### SHORT TASK A
Extract the stretch of the post on routing scaling from "Short version: I" through "multihoming and TE.", copying it word for word.

### EXTRACT

Short version: I think the existing division of labour between
the network (including the routing and addressing
system) and hosts is good. I think we should
add architectural elements to the network to solve
its scaling problem when millions of end-user
networks need portability, multihoming and TE.
Here is a list of objections to any routing scaling
solution which pushes work relating to multihoming,
TE and changing ISPs onto hosts. This is in
addition to the objections regarding the
impracticality of introducing such upgrades to the
great majority of host stacks and applications.
Extra host traffic
Host operation more affected by packet loss
Increased cost and reliability problems
for mobile hosts operating over wireless
Extra complexity in the host
Slowness of response to multihoming
Flurry of activity for each multihoming outage
General principle of solving a problem close
to its origin
Complexifying mobile-IP
I haven't yet listened to the RRG meeting. There
may well be other objections.
My messages:
http://www.irtf.org/pipermail/rrg/2008-November/000215.html
http://www.irtf.org/pipermail/rrg/2008-November/000228.html
mention two types of objections to a host-based scalable routing
solution:
1 - The impossibility of introducing it except perhaps over
a very long time period, such as 15 years.

### SHORT TASK B
Reproduce the records from the line containing "The response MUST carry one point per instance of the grassy" through the end of the records, with "pond water" changed to "lake water" and nothing else altered.

### DATA EXTRACT
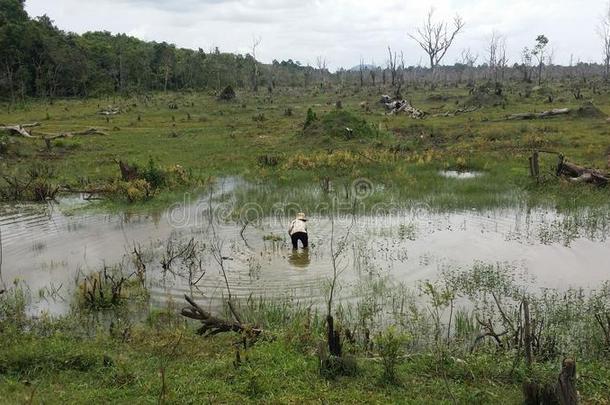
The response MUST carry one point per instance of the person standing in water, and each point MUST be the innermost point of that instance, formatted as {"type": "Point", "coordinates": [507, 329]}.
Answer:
{"type": "Point", "coordinates": [298, 231]}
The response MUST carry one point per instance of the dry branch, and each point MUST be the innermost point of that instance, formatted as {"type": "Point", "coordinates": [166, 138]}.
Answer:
{"type": "Point", "coordinates": [546, 114]}
{"type": "Point", "coordinates": [581, 174]}
{"type": "Point", "coordinates": [399, 106]}
{"type": "Point", "coordinates": [213, 325]}
{"type": "Point", "coordinates": [90, 131]}
{"type": "Point", "coordinates": [19, 129]}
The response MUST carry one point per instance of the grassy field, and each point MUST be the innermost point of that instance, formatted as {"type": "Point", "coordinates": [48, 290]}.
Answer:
{"type": "Point", "coordinates": [261, 138]}
{"type": "Point", "coordinates": [181, 142]}
{"type": "Point", "coordinates": [77, 360]}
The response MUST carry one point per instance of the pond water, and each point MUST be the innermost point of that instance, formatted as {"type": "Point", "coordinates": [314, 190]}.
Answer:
{"type": "Point", "coordinates": [48, 250]}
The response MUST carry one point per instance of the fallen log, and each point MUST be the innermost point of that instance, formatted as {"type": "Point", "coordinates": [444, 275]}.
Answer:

### EXERCISE ANSWER A
Short version: I think the existing division of labour between
the network (including the routing and addressing
system) and hosts is good. I think we should
add architectural elements to the network to solve
its scaling problem when millions of end-user
networks need portability, multihoming and TE.

### EXERCISE ANSWER B
The response MUST carry one point per instance of the grassy field, and each point MUST be the innermost point of that instance, formatted as {"type": "Point", "coordinates": [48, 290]}.
Answer:
{"type": "Point", "coordinates": [261, 138]}
{"type": "Point", "coordinates": [181, 142]}
{"type": "Point", "coordinates": [77, 360]}
The response MUST carry one point per instance of the lake water, and each point MUST be the innermost point of that instance, formatted as {"type": "Point", "coordinates": [314, 190]}.
Answer:
{"type": "Point", "coordinates": [48, 250]}
The response MUST carry one point per instance of the fallen log, and each point MUST be the innermost point of that instance, formatted as {"type": "Point", "coordinates": [444, 275]}.
Answer:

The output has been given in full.